Tarefa A
Segundo o trecho, em que ano saíram os poemas de Álvaro de Campos?
====== Trecho citado ======
Anjos ou deuses, sempre nós tivemos,
a visão perturbada de que acima
de nós e compelindo-nos
agem outras presenças.
Como acima dos gados que há nos campos
o nosso esforço, que eles não compreendem,
os coage e obriga
e eles não nos percebem,
nossa vontade e o nosso pensamento
são as mãos pelas quais outros nos guiam
para onde eles querem e nós não desejamos.

Álvaro de Campos, um engenheiro português que recebeu educação inglesa, é reconhecido como um dos mais intrigantes heterônimos de Fernando Pessoa. Seus poemas, reveladores de uma sensibilidade vanguardista e um profundo questionamento existencial, foram publicados postumamente, em 1944. Destaca-se entre suas obras o poema ‘ Tabacaria’, é amplamente celebrado como um clássico da poesia moderna:

Tabacaria (trechos)

Não sou nada.
Nunca serei nada.
Não posso querer ser nada.
À parte isso, tenho em mim todos os sonhos do mundo.

Janelas do meu quarto,
do meu quarto de um dos milhões do mundo.
Que ninguém sabe quem é
(e se soubessem quem é, o que saberiam?),
dais para o mistério de uma rua cruzada constantemente por gente,
para uma rua inacessível a todos os pensamentos,
real, impossivelmente real, certa, desconhecidamente certa,
com o mistério das coisas por baixo das pedras e dos seres,
com a morte a por umidade nas paredes
e cabelos brancos nos homens,
com o destino a conduzir a carroça de tudo pela estrada de nada.

Estou hoje vencido, como se soubesse a verdade.
Estou hoje lúcido, como se estivesse para morrer,
e não tivesse mais irmandade com as coisas
senão uma despedida, tornando-se esta casa e este lado da rua
a fileira de carruagens de um comboio, e uma partida apitada
de dentro da minha cabeça,
e uma sacudidela dos meus nervos e um ranger de ossos na ida.

Estou hoje perplexo, como quem pensou e achou e esqueceu.
Estou hoje dividido entre a lealdade que devo
à tabacaria do outro lado da rua, como coisa real por fora,
e à sensação de que tudo é sonho, como coisa real por dentro.

Falhei em tudo.
Como não fiz propósito nenhum, talvez tudo fosse nada.
A aprendizagem que me deram,
desci dela pela janela das traseiras da casa.
====== Listagem de entrada ======
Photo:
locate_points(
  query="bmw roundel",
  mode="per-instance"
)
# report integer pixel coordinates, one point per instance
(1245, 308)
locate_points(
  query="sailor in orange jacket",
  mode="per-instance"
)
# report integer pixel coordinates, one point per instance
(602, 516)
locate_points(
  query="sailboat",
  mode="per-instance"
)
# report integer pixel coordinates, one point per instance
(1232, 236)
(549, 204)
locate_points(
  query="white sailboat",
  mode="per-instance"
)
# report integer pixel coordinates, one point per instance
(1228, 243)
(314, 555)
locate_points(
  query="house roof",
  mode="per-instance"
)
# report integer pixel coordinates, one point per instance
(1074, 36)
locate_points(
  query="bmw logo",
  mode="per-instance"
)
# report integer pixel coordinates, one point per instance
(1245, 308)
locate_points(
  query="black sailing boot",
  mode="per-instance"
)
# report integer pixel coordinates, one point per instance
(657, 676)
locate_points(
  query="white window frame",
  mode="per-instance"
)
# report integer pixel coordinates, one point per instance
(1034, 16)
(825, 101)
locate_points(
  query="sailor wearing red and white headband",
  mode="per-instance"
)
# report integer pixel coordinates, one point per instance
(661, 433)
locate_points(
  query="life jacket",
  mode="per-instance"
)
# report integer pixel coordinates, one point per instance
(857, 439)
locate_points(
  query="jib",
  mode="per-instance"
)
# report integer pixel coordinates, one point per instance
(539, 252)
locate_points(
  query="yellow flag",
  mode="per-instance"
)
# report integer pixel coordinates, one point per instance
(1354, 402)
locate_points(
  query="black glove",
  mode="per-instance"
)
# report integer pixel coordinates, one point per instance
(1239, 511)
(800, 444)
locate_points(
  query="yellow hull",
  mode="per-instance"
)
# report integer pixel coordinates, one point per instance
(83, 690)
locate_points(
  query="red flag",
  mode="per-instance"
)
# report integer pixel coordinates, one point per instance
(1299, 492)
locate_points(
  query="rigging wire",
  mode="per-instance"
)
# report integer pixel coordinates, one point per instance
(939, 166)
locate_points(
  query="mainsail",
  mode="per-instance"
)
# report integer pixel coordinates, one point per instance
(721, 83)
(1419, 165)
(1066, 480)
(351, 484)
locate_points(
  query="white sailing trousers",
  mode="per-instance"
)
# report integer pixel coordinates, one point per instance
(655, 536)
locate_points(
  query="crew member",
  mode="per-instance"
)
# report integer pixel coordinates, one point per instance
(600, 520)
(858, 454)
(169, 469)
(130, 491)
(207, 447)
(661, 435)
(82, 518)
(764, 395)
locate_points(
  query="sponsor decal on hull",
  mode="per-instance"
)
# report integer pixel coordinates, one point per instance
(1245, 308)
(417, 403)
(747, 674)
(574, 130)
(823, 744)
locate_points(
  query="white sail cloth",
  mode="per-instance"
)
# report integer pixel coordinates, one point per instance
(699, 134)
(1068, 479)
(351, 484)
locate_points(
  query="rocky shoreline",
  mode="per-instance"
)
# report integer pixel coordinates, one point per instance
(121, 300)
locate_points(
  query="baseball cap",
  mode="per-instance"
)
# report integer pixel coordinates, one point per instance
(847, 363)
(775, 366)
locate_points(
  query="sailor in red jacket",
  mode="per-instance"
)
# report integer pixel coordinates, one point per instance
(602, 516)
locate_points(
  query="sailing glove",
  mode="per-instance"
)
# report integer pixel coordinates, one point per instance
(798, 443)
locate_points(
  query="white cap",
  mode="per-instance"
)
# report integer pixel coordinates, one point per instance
======
Tarefa B
Copie sem mudar nada a listagem, começando no início dela e terminando na linha que contém "(1354, 402)", incluindo essa linha.

Resposta esperada A
Em 1944, depois da morte do autor.

Resposta esperada B
Photo:
locate_points(
  query="bmw roundel",
  mode="per-instance"
)
# report integer pixel coordinates, one point per instance
(1245, 308)
locate_points(
  query="sailor in orange jacket",
  mode="per-instance"
)
# report integer pixel coordinates, one point per instance
(602, 516)
locate_points(
  query="sailboat",
  mode="per-instance"
)
# report integer pixel coordinates, one point per instance
(1232, 236)
(549, 204)
locate_points(
  query="white sailboat",
  mode="per-instance"
)
# report integer pixel coordinates, one point per instance
(1228, 243)
(314, 555)
locate_points(
  query="house roof",
  mode="per-instance"
)
# report integer pixel coordinates, one point per instance
(1074, 36)
locate_points(
  query="bmw logo",
  mode="per-instance"
)
# report integer pixel coordinates, one point per instance
(1245, 308)
locate_points(
  query="black sailing boot",
  mode="per-instance"
)
# report integer pixel coordinates, one point per instance
(657, 676)
locate_points(
  query="white window frame",
  mode="per-instance"
)
# report integer pixel coordinates, one point per instance
(1034, 16)
(825, 101)
locate_points(
  query="sailor wearing red and white headband",
  mode="per-instance"
)
# report integer pixel coordinates, one point per instance
(661, 433)
locate_points(
  query="life jacket",
  mode="per-instance"
)
# report integer pixel coordinates, one point per instance
(857, 439)
locate_points(
  query="jib",
  mode="per-instance"
)
# report integer pixel coordinates, one point per instance
(539, 252)
locate_points(
  query="yellow flag",
  mode="per-instance"
)
# report integer pixel coordinates, one point per instance
(1354, 402)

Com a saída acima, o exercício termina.